## Document
.....

One example is the topic of immigration, featured prominently in Thursday’s debate. The Council of Conservative Citizens, the group that influenced Dylann Roof, advocated any means necessary to stop immigration into the United States:
We oppose the massive immigration of non-European and non-Western peoples into the United States that threatens to transform our nation into a non-European majority in our lifetime. We believe that illegal immigration must be stopped, if necessary by military force and placing troops on our national borders; that illegal aliens must be returned to their own countries; and that legal immigration must be severely restricted or halted through appropriate changes in our laws and policies.
The Republican National Committee platform speaks similarly about the topic, saying that the “presence of millions of unidentified persons in this country poses grave risks to the safety and the sovereignty of the United States. Our highest priority, therefore, is to secure the rule of law both at our borders and at ports of entry.”
During the debate Thursday night, anti-racist activists found plenty of fodder with which to fill the #KKKorGOP feed:
— Charlotte Abotsi (@CharlotteAbotsi) August 7, 2015
Ben Carson not getting a chance to talk is a perfect example of how “minority” voices will be prioritized if 1 of these dudes win. #KKKORGOP
— jamiaw (@jamiaw) August 7, 2015
The point of the action, Phillips said, is to move politicians toward “declaring that Black lives matter without qualification, denouncing white supremacy and returning all donations from individuals and organizations that are white supremacist.”

.....

## Material provided
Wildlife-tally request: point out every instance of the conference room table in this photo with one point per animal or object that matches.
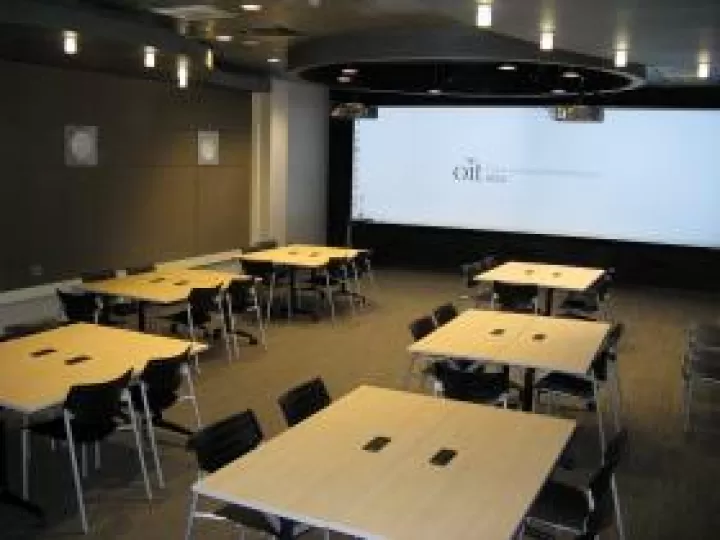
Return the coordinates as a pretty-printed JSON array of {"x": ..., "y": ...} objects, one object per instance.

.....

## Stated exercise
Transcribe the part of the immigration article starting with "One example is" and going on through "laws and policies.". You won't need the data for this.

## Answer to this task
One example is the topic of immigration, featured prominently in Thursday’s debate. The Council of Conservative Citizens, the group that influenced Dylann Roof, advocated any means necessary to stop immigration into the United States:
We oppose the massive immigration of non-European and non-Western peoples into the United States that threatens to transform our nation into a non-European majority in our lifetime. We believe that illegal immigration must be stopped, if necessary by military force and placing troops on our national borders; that illegal aliens must be returned to their own countries; and that legal immigration must be severely restricted or halted through appropriate changes in our laws and policies.